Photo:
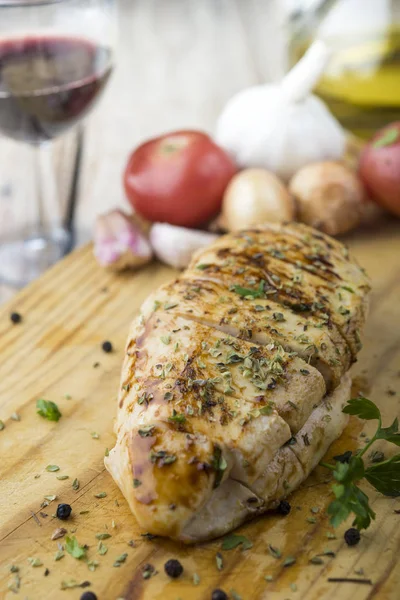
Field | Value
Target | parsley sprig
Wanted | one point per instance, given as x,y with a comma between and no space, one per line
349,469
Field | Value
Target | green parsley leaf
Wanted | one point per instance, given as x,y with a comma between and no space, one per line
385,476
250,293
48,410
102,549
390,434
73,547
233,541
363,408
176,417
120,560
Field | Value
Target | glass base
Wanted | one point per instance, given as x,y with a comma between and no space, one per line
23,258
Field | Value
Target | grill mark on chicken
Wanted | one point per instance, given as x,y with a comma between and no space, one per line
208,431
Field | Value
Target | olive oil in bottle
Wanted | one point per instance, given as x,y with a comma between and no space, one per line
361,84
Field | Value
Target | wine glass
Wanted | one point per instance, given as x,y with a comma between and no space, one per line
56,57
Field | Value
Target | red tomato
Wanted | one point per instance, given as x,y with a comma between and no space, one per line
178,178
380,167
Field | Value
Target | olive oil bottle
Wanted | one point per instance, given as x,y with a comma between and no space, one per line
361,84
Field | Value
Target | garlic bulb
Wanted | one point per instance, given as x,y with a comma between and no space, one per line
175,246
282,127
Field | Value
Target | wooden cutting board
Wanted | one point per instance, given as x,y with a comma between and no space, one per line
55,353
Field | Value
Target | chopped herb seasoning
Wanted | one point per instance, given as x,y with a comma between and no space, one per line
120,560
73,547
146,431
58,533
52,468
35,562
283,508
219,595
176,417
103,536
289,560
92,565
233,541
275,552
278,317
107,347
48,410
173,568
67,585
148,571
15,318
169,305
102,549
352,536
219,561
376,456
63,511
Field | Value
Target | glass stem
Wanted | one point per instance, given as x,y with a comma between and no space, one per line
47,205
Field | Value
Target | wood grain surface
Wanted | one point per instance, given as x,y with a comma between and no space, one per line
55,353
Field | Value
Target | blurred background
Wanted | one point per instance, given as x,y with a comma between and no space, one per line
178,62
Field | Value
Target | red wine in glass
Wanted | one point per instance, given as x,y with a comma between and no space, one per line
48,83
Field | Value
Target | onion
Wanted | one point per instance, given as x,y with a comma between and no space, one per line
253,197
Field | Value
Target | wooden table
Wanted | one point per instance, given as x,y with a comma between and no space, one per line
55,353
177,63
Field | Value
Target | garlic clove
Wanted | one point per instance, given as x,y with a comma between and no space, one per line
175,246
119,242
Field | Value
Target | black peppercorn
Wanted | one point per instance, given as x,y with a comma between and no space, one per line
283,508
63,511
219,595
173,568
106,346
352,536
88,596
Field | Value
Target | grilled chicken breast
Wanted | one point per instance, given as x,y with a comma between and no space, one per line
234,380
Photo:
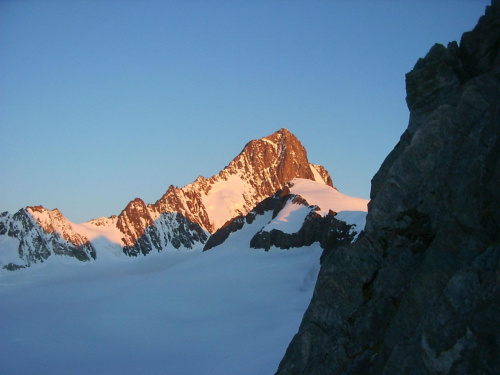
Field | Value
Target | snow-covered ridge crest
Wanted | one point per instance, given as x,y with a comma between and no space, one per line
263,167
302,213
181,218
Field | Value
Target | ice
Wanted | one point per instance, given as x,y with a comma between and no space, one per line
326,197
230,310
290,219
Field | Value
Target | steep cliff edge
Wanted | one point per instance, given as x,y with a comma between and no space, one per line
419,292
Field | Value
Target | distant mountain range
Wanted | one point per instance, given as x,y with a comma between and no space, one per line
275,166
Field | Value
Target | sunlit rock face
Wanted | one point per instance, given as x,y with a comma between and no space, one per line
263,167
419,292
182,218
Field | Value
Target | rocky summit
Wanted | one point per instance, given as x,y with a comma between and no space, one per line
181,218
419,291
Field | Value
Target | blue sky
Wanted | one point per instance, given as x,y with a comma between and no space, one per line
105,101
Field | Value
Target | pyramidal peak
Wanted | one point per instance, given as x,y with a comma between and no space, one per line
263,167
182,218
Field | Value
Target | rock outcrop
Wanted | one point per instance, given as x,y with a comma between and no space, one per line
36,233
263,167
325,229
419,291
183,217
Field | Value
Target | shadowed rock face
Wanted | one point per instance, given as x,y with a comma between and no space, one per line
419,292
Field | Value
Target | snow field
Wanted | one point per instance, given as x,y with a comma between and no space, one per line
226,311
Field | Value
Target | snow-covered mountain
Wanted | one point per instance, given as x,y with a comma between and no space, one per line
182,217
230,310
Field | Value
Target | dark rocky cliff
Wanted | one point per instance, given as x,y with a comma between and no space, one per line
419,292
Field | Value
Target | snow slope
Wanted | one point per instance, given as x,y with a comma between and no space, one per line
231,310
326,197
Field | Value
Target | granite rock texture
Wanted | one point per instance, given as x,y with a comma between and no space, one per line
419,291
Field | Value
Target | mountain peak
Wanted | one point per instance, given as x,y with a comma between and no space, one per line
263,167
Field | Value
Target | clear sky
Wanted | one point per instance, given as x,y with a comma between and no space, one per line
105,101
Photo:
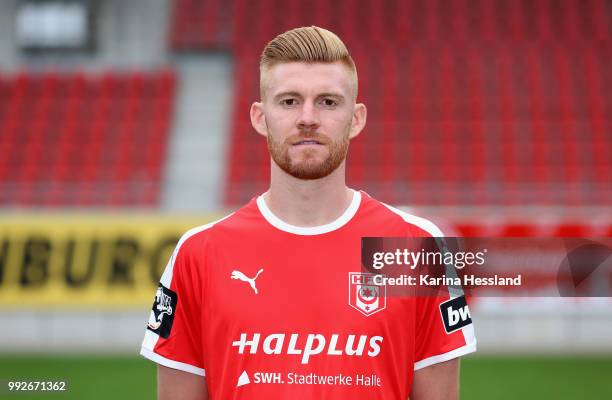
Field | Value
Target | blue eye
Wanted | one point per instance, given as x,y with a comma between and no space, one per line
329,103
289,102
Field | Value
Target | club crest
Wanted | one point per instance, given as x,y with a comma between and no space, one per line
364,295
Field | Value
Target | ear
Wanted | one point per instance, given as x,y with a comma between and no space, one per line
360,115
258,119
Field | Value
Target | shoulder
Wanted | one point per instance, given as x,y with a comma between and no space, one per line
229,225
394,218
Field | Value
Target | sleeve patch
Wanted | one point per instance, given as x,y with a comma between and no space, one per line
164,308
455,314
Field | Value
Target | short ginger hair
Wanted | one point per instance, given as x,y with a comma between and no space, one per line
309,44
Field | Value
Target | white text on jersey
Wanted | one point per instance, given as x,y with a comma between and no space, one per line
315,343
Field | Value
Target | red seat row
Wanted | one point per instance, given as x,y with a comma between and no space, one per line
81,139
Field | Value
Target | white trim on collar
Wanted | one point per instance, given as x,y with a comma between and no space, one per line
310,230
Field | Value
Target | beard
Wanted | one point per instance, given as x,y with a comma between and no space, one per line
309,168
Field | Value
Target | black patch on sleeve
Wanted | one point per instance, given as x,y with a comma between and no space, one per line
455,314
164,309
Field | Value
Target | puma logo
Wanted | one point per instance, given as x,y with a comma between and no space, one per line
239,275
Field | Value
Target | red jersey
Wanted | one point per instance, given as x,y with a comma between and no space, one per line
268,310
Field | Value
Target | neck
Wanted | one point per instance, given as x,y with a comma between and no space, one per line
308,203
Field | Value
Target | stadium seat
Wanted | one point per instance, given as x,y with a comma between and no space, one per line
78,139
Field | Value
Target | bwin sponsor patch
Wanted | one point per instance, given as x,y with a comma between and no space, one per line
455,314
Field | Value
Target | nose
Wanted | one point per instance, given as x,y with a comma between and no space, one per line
309,117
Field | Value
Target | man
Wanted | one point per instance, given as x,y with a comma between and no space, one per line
260,305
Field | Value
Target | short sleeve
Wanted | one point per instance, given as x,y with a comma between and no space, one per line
444,330
173,333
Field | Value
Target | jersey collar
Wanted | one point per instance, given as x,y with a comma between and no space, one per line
310,230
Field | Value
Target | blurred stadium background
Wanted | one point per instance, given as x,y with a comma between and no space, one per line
125,122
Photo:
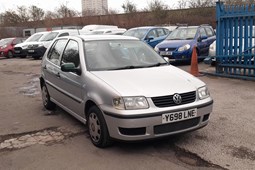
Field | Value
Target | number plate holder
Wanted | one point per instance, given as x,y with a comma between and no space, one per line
179,116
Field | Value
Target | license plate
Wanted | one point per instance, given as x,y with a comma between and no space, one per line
166,53
179,116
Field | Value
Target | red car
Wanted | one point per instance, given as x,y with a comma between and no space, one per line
7,46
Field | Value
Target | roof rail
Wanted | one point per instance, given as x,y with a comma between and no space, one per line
205,25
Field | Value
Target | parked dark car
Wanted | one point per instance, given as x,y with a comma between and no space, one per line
151,35
178,46
7,46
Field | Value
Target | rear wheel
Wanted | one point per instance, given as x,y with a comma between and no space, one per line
98,128
47,103
9,54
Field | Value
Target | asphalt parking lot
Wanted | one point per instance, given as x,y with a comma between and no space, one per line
34,138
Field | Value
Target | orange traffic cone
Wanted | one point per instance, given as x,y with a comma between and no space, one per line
194,63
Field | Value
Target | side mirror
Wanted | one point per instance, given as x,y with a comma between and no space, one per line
167,59
149,38
202,38
70,67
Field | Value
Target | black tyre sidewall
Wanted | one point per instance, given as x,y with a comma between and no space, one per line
49,105
104,140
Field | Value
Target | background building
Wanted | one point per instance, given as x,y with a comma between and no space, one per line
94,7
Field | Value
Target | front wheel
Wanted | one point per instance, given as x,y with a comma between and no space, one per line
47,103
98,128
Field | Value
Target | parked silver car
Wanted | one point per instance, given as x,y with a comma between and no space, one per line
121,88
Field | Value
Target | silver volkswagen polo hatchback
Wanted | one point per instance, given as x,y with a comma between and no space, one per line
121,88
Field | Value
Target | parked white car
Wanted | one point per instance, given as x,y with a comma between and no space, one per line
122,89
20,50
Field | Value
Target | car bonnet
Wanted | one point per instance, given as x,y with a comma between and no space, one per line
149,82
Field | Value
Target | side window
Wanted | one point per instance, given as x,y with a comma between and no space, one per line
56,50
71,53
202,32
209,32
166,31
160,32
63,34
152,33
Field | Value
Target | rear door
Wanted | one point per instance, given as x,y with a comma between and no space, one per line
70,82
52,70
202,44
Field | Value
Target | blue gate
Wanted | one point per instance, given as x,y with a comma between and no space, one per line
235,41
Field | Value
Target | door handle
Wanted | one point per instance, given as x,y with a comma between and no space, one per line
58,75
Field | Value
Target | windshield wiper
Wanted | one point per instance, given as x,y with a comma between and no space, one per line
157,65
127,67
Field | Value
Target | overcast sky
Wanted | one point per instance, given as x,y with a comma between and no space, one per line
74,4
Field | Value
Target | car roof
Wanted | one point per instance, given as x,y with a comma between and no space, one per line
105,37
146,27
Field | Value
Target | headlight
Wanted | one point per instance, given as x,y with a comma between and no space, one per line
130,103
40,45
156,49
184,48
24,47
203,93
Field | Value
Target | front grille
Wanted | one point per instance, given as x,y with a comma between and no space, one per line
168,49
176,126
33,46
167,101
132,131
17,48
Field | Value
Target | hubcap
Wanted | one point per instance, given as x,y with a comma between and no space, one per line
94,127
44,96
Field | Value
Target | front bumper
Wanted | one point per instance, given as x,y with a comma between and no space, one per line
149,126
3,53
179,56
36,52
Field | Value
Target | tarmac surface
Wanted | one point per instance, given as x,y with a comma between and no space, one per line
34,138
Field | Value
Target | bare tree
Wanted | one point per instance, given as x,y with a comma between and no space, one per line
10,18
36,13
129,7
238,2
159,10
23,13
201,3
64,12
182,4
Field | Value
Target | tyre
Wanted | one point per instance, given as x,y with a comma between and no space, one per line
97,126
47,103
9,54
23,56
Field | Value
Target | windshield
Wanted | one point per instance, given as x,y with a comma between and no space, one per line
183,34
50,36
138,33
34,37
6,41
120,54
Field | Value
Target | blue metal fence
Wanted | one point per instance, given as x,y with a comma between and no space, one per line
235,41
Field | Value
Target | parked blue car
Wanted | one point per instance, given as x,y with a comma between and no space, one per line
151,35
178,46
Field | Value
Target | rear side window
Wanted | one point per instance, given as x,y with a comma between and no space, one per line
56,50
71,54
209,32
63,34
202,32
153,33
161,32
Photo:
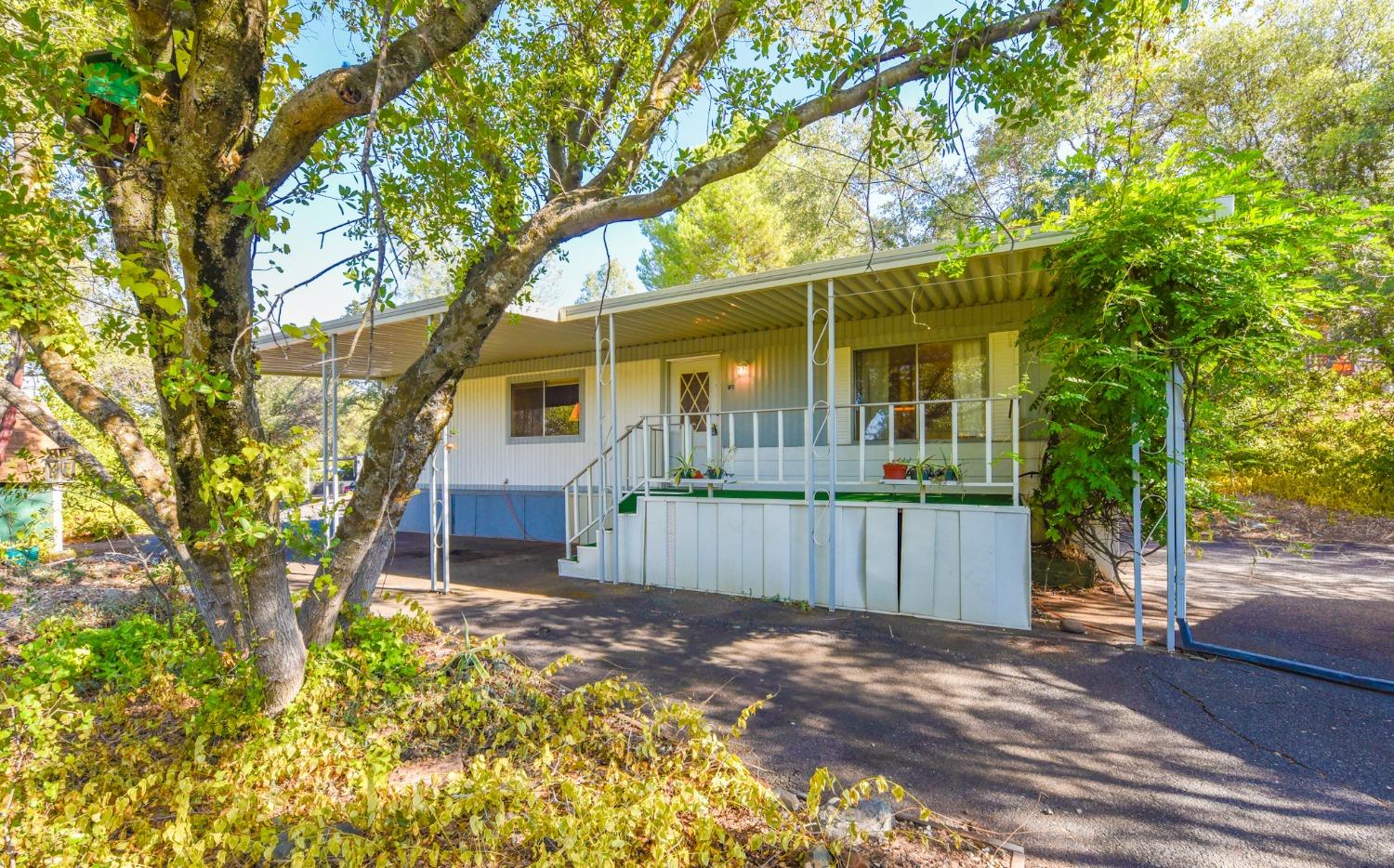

--------------------------------

▸ **What you are asked to do**
Please extract every line of the data that contains the word "jersey".

▸ **Exercise answer**
Target | white text on jersey
Target | red jersey
Target | jersey collar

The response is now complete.